THIS AMENDMENT NO. 2 TO LOAN DOCUMENTS (this “Amendment”) is made and entered into as of the 31st day of July, 2011, by and among EASYLINK SERVICES INTERNATIONAL CORPORATION, a Delaware corporation (the “Borrower”), the subsidiaries of the Borrower signatory hereto (each subsidiary of Borrower a party hereto shall be collectively known as the “Subsidiary Guarantors”, and individually as a “Subsidiary Guarantor”), the several banks and other financial institutions and lenders from time to time party hereto (the “Lenders”), and SUNTRUST BANK, in its capacity as administrative agent for the Lenders (the “Administrative Agent”), as issuing bank (the “Issuing Bank”) and as swingline lender (the “Swingline Lender”).
 
BACKGROUND STATEMENT
 
WHEREAS, Borrower has entered into that certain Revolving Credit and Term Credit Agreement, dated as of October 21, 2010 (as may be subsequently amended, restated, supplemented or otherwise modified from time-to-time, the “Credit Agreement”; all capitalized terms used but not otherwise defined herein shall have the meanings ascribed to them in the Credit Agreement), with the Administrative Agent, the Lenders, the Issuing Bank and the Swingline Lender; and
 
WHEREAS, certain of Borrower’s Subsidiaries have changed their legal names from the names set forth in the left-hand column of the chart set forth on Exhibit A hereto (the “Prior Names”) to the respective names set forth opposite the Prior Names in the right-hand column of the chart set forth on Exhibit A hereto (the “New Names”) (such name changes referred to herein as the “Name Changes”); and
 
WHEREAS, Borrower, the Subsidiary Guarantors, Administrative Agent, the Lenders, the Issuing Bank and the Swingline Lender have agreed to amend the Credit Agreement and the other Loan Documents to reflect, among other things, the Name Changes.

■ Goal: Write the next part of the loan amendment above, starting right after its last recital about the Name Changes.

■ Dataset content:
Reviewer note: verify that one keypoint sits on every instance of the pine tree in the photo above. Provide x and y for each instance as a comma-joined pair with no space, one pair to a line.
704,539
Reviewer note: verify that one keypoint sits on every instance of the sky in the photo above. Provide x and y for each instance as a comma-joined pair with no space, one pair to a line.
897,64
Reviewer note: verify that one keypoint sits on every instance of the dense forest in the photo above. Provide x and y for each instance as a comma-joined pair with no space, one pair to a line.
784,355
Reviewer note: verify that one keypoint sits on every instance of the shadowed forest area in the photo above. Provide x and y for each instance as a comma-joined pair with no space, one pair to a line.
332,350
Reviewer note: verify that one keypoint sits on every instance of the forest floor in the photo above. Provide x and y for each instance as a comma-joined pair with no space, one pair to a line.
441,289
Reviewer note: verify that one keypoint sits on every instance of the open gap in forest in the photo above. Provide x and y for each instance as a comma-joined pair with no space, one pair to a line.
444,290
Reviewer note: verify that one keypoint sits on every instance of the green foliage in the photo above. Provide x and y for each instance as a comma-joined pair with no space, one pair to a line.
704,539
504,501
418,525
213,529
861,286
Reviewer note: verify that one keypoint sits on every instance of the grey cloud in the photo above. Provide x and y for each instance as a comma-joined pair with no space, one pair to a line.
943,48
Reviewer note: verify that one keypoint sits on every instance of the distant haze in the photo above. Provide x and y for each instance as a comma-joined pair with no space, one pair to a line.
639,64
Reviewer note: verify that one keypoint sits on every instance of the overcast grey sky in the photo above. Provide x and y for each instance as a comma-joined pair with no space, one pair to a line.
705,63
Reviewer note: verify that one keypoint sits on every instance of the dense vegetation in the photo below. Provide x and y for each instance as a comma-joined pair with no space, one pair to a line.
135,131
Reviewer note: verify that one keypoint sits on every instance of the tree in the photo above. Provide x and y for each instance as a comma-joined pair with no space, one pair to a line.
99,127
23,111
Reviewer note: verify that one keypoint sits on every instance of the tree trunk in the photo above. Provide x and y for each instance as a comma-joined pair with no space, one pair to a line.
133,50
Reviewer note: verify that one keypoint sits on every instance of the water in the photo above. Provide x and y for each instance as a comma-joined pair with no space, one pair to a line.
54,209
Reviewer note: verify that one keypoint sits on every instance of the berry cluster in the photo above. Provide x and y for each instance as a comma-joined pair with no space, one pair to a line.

--

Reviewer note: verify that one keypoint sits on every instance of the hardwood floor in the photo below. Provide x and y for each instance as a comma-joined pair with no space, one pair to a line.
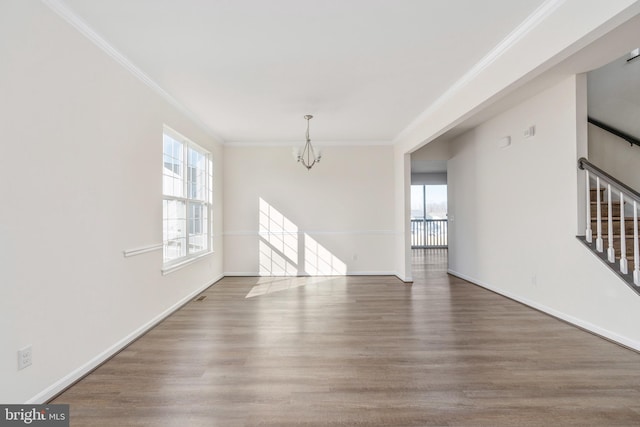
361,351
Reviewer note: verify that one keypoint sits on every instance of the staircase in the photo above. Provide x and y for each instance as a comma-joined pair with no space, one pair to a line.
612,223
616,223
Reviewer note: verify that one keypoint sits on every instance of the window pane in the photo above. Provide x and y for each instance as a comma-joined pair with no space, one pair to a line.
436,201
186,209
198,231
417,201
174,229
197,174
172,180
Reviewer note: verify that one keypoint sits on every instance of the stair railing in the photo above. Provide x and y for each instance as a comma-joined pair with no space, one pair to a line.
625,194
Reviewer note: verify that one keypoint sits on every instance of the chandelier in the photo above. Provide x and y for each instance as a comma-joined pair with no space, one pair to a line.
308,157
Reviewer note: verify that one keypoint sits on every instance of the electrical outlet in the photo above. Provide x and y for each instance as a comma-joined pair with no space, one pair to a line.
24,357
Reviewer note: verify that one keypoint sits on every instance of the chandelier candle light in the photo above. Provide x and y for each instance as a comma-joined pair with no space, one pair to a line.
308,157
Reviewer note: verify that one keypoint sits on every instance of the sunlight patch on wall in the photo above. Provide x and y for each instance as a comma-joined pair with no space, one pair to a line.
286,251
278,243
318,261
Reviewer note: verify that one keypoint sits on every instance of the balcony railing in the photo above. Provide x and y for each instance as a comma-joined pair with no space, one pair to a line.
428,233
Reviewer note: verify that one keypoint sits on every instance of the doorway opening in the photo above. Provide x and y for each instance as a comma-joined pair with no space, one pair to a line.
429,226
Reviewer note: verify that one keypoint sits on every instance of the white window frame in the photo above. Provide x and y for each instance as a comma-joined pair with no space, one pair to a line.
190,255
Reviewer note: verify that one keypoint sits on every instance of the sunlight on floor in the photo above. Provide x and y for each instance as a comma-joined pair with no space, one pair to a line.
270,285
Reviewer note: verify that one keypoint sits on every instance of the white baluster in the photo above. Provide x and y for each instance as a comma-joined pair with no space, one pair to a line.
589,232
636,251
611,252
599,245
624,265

---

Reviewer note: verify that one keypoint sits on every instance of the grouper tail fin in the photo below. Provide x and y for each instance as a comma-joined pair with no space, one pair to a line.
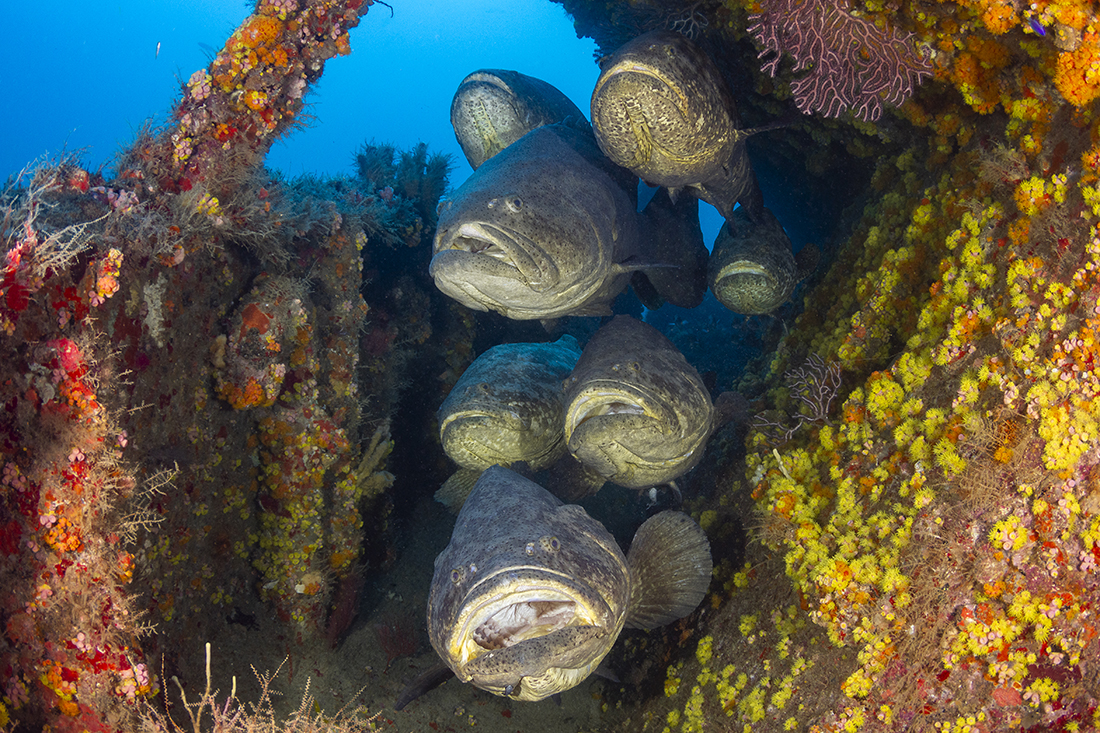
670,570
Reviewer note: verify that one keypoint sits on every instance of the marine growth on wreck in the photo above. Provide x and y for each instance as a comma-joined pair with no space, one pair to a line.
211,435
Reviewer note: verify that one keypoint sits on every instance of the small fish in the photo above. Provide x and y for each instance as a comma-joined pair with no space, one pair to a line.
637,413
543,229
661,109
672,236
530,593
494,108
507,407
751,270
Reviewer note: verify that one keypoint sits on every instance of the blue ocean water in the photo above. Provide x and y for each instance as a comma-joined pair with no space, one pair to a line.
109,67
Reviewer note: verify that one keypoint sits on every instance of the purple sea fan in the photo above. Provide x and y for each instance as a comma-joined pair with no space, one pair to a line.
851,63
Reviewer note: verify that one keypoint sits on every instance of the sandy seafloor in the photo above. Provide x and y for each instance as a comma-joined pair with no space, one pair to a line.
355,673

■ Final result:
 
NOW, THEREFORE, for and in consideration of the above premises and other good and valuable consideration, the receipt and sufficiency of which hereby is acknowledged by the parties hereto, Borrower, the Subsidiary Guarantors, Administrative Agent, the Lenders, the Issuing Bank and the Swingline Lender agree as follows:
 
1.           Ratification.  Except as herein expressly modified or amended, all the terms and conditions of the Credit Agreement and the other Loan Documents are hereby ratified, affirmed, and approved.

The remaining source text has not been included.